WORK ITEM
Set out the records again, keeping every word as it is.

Data records
▼
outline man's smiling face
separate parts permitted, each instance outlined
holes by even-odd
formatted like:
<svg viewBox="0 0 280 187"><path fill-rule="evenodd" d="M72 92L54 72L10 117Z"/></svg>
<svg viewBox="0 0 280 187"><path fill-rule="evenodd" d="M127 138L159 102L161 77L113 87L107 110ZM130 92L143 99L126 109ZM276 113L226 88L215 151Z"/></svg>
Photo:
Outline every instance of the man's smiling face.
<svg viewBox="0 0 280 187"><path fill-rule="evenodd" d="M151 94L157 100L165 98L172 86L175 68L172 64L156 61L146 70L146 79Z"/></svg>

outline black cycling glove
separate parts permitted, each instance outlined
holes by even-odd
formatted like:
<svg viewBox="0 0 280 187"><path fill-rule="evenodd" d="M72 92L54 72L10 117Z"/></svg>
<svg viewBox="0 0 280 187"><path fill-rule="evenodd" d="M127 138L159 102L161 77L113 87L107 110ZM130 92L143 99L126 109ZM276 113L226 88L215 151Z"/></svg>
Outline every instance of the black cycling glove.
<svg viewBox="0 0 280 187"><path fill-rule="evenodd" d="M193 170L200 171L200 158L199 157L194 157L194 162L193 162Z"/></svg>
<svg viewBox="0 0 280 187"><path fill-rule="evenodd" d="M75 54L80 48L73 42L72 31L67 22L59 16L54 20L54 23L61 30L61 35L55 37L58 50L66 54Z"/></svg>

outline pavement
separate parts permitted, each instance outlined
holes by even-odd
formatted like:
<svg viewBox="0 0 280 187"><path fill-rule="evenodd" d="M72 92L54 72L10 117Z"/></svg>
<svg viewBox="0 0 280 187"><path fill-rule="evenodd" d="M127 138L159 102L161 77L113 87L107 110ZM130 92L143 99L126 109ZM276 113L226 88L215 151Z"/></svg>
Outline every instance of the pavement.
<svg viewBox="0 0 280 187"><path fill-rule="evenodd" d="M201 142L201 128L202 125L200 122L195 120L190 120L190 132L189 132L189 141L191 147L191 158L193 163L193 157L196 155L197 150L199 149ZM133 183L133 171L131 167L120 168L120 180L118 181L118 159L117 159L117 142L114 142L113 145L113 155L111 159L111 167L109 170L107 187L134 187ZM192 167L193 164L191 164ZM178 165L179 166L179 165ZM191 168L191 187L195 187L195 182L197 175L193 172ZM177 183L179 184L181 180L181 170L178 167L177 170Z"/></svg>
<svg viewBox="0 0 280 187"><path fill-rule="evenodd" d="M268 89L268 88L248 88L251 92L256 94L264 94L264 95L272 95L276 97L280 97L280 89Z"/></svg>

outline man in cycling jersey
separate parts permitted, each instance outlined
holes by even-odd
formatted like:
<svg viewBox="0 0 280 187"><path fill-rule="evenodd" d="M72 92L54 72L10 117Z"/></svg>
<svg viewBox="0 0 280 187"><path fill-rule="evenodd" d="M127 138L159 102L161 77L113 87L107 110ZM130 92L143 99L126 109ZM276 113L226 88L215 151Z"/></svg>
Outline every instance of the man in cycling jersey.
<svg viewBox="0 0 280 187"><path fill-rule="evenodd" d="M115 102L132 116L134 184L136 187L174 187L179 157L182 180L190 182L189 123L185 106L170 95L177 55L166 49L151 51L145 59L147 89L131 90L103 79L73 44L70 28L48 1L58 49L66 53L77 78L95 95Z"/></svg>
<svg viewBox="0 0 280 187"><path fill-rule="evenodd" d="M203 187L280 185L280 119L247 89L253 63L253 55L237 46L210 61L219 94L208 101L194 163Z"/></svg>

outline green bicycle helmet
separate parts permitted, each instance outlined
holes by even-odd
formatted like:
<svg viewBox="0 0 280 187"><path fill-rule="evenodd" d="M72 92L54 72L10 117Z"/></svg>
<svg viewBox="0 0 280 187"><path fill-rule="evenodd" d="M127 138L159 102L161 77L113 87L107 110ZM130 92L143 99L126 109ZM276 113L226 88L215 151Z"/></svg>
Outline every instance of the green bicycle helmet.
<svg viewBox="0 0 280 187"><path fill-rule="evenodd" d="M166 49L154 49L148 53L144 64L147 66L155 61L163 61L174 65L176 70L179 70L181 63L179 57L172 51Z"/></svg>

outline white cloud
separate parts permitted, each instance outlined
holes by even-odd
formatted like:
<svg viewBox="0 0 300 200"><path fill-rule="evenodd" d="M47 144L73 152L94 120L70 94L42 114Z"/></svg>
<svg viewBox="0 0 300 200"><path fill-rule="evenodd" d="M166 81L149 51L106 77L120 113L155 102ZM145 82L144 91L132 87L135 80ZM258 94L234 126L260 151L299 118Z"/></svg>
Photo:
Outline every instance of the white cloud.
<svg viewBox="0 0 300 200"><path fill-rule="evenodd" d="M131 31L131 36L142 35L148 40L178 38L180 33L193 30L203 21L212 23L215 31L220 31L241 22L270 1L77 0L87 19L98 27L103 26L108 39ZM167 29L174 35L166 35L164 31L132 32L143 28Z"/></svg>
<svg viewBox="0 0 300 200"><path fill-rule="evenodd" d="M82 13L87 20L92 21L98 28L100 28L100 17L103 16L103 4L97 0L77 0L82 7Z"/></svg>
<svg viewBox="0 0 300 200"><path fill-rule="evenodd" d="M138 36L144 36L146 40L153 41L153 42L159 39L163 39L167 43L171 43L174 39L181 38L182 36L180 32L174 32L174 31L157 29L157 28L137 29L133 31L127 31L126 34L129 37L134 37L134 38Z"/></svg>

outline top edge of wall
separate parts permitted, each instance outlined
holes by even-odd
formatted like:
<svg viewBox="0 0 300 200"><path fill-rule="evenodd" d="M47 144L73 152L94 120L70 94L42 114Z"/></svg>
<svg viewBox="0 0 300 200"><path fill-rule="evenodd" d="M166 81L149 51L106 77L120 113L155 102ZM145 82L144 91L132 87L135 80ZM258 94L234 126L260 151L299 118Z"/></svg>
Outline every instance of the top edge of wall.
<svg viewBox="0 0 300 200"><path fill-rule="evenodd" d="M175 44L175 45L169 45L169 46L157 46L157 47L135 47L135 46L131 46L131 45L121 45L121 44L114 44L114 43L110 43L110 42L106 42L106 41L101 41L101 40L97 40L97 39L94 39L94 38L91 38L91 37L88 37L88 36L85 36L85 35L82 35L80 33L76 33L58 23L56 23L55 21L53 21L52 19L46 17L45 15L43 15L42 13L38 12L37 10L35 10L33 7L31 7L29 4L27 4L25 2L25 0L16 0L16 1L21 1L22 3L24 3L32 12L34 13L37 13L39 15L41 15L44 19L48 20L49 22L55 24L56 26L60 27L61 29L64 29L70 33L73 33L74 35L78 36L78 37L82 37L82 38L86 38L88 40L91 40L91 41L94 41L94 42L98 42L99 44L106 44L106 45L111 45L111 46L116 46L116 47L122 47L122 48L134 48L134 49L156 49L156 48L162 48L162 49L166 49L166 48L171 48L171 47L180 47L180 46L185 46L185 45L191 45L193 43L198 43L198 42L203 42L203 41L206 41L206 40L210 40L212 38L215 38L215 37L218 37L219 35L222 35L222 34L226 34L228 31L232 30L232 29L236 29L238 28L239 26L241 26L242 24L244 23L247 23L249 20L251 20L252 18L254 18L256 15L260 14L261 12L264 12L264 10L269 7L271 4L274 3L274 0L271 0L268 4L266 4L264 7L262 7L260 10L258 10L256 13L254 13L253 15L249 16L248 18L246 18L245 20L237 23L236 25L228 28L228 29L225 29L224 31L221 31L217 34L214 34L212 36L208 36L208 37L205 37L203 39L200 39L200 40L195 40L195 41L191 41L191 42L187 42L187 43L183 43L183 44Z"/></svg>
▲
ANSWER TO THIS PROBLEM
outline man's smiling face
separate parts permitted, each instance outlined
holes by even-odd
formatted like:
<svg viewBox="0 0 280 187"><path fill-rule="evenodd" d="M72 92L54 72L10 117Z"/></svg>
<svg viewBox="0 0 280 187"><path fill-rule="evenodd" d="M127 138L159 102L161 77L113 87L107 110ZM130 92L143 99L126 109ZM276 113L226 88L215 151Z"/></svg>
Photo:
Outline every instance of the man's smiling face.
<svg viewBox="0 0 280 187"><path fill-rule="evenodd" d="M151 94L157 100L165 98L172 86L175 68L172 64L156 61L146 70L146 79Z"/></svg>

outline black cycling glove
separate parts permitted, each instance outlined
holes by even-odd
formatted like:
<svg viewBox="0 0 280 187"><path fill-rule="evenodd" d="M72 92L54 72L10 117Z"/></svg>
<svg viewBox="0 0 280 187"><path fill-rule="evenodd" d="M127 138L159 102L161 77L113 87L107 110ZM130 92L143 99L126 109ZM276 113L226 88L215 151Z"/></svg>
Outline every instance of the black cycling glove.
<svg viewBox="0 0 280 187"><path fill-rule="evenodd" d="M193 170L200 171L200 158L199 157L194 157L194 162L193 162Z"/></svg>
<svg viewBox="0 0 280 187"><path fill-rule="evenodd" d="M75 54L80 48L73 42L72 31L67 22L59 16L54 20L54 23L61 30L61 35L55 37L58 50L66 54Z"/></svg>

outline pavement
separate parts permitted, each instance outlined
holes by even-odd
formatted like:
<svg viewBox="0 0 280 187"><path fill-rule="evenodd" d="M72 92L54 72L10 117Z"/></svg>
<svg viewBox="0 0 280 187"><path fill-rule="evenodd" d="M127 138L159 102L161 77L113 87L107 110ZM130 92L143 99L126 109ZM276 113L226 88L215 151Z"/></svg>
Outline every instance of the pavement.
<svg viewBox="0 0 280 187"><path fill-rule="evenodd" d="M201 142L201 128L202 125L200 122L195 120L190 120L190 132L189 132L189 141L191 147L191 158L193 163L193 157L196 155L197 150L199 149ZM133 183L133 171L131 167L120 168L120 180L118 181L118 159L117 159L117 142L114 142L113 145L113 155L111 159L111 167L109 170L107 187L134 187ZM192 167L193 164L191 164ZM178 165L179 166L179 165ZM191 168L191 187L195 187L195 182L197 175L193 172ZM177 183L179 184L181 180L181 170L178 167L177 170Z"/></svg>
<svg viewBox="0 0 280 187"><path fill-rule="evenodd" d="M268 89L268 88L248 88L251 92L256 94L264 94L264 95L272 95L276 97L280 97L280 89Z"/></svg>

outline man in cycling jersey
separate parts permitted, each instance outlined
holes by even-odd
formatted like:
<svg viewBox="0 0 280 187"><path fill-rule="evenodd" d="M72 92L54 72L10 117Z"/></svg>
<svg viewBox="0 0 280 187"><path fill-rule="evenodd" d="M127 138L159 102L161 77L113 87L107 110ZM130 92L143 99L126 109ZM276 113L226 88L215 151Z"/></svg>
Outline every instance of the man in cycling jersey.
<svg viewBox="0 0 280 187"><path fill-rule="evenodd" d="M115 102L132 116L134 184L136 187L174 187L179 157L182 180L190 182L189 123L185 106L170 95L177 55L166 49L151 51L145 59L147 89L131 90L103 79L73 44L70 28L48 1L58 49L66 53L77 78L95 95Z"/></svg>
<svg viewBox="0 0 280 187"><path fill-rule="evenodd" d="M203 187L280 185L280 119L247 89L253 63L253 55L237 46L210 61L219 94L208 101L194 163Z"/></svg>

outline green bicycle helmet
separate parts permitted, each instance outlined
holes by even-odd
formatted like:
<svg viewBox="0 0 280 187"><path fill-rule="evenodd" d="M72 92L54 72L10 117Z"/></svg>
<svg viewBox="0 0 280 187"><path fill-rule="evenodd" d="M127 138L159 102L161 77L113 87L107 110ZM130 92L143 99L126 109ZM276 113L226 88L215 151Z"/></svg>
Outline every instance of the green bicycle helmet.
<svg viewBox="0 0 280 187"><path fill-rule="evenodd" d="M166 49L154 49L148 53L144 64L147 66L155 61L163 61L174 65L176 70L179 70L181 63L179 57L172 51Z"/></svg>

outline white cloud
separate parts permitted, each instance outlined
holes by even-odd
formatted like:
<svg viewBox="0 0 300 200"><path fill-rule="evenodd" d="M47 144L73 152L94 120L70 94L42 114Z"/></svg>
<svg viewBox="0 0 300 200"><path fill-rule="evenodd" d="M166 81L149 51L106 77L120 113L155 102ZM145 82L144 91L132 87L135 80ZM258 94L234 126L260 151L299 118Z"/></svg>
Photo:
Outline every instance of the white cloud.
<svg viewBox="0 0 300 200"><path fill-rule="evenodd" d="M131 31L131 36L142 35L148 40L178 38L180 33L193 30L203 21L212 23L215 31L220 31L241 22L270 1L77 0L87 19L98 27L103 26L108 39ZM167 29L174 35L166 35L164 31L132 32L143 28Z"/></svg>
<svg viewBox="0 0 300 200"><path fill-rule="evenodd" d="M82 13L87 20L92 21L98 28L100 28L100 17L103 16L103 4L97 0L77 0L82 7Z"/></svg>
<svg viewBox="0 0 300 200"><path fill-rule="evenodd" d="M138 36L144 36L146 40L153 41L153 42L159 39L163 39L167 43L171 43L174 39L181 38L182 36L180 32L174 32L174 31L157 29L157 28L137 29L133 31L127 31L126 34L129 37L134 37L134 38Z"/></svg>

outline top edge of wall
separate parts permitted, each instance outlined
holes by even-odd
formatted like:
<svg viewBox="0 0 300 200"><path fill-rule="evenodd" d="M47 144L73 152L94 120L70 94L42 114Z"/></svg>
<svg viewBox="0 0 300 200"><path fill-rule="evenodd" d="M166 81L149 51L106 77L120 113L155 102ZM145 82L144 91L132 87L135 80ZM258 94L234 126L260 151L299 118Z"/></svg>
Outline every instance of the top edge of wall.
<svg viewBox="0 0 300 200"><path fill-rule="evenodd" d="M175 44L175 45L169 45L169 46L157 46L157 47L135 47L135 46L131 46L131 45L121 45L121 44L114 44L114 43L110 43L110 42L106 42L106 41L101 41L101 40L97 40L97 39L94 39L94 38L91 38L91 37L88 37L88 36L85 36L85 35L82 35L80 33L76 33L58 23L56 23L55 21L53 21L52 19L46 17L45 15L43 15L42 13L38 12L37 10L35 10L33 7L31 7L29 4L27 4L25 2L25 0L16 0L16 1L21 1L22 3L24 3L32 12L34 13L37 13L39 15L41 15L44 19L48 20L49 22L55 24L56 26L60 27L61 29L64 29L70 33L73 33L74 35L78 36L78 37L82 37L82 38L86 38L88 40L91 40L91 41L94 41L94 42L98 42L99 44L106 44L106 45L111 45L111 46L116 46L116 47L122 47L122 48L134 48L134 49L156 49L156 48L162 48L162 49L166 49L166 48L171 48L171 47L180 47L180 46L185 46L185 45L191 45L193 43L198 43L198 42L203 42L203 41L206 41L206 40L210 40L212 38L215 38L215 37L218 37L219 35L222 35L222 34L226 34L228 31L232 30L232 29L236 29L238 28L239 26L241 26L242 24L244 23L247 23L249 20L251 20L252 18L254 18L256 15L260 14L261 12L264 12L264 10L269 7L271 4L274 3L274 0L271 0L268 4L266 4L264 7L262 7L260 10L258 10L256 13L254 13L253 15L249 16L248 18L246 18L245 20L237 23L236 25L228 28L228 29L225 29L224 31L221 31L217 34L214 34L212 36L208 36L208 37L205 37L203 39L200 39L200 40L195 40L195 41L191 41L191 42L187 42L187 43L183 43L183 44Z"/></svg>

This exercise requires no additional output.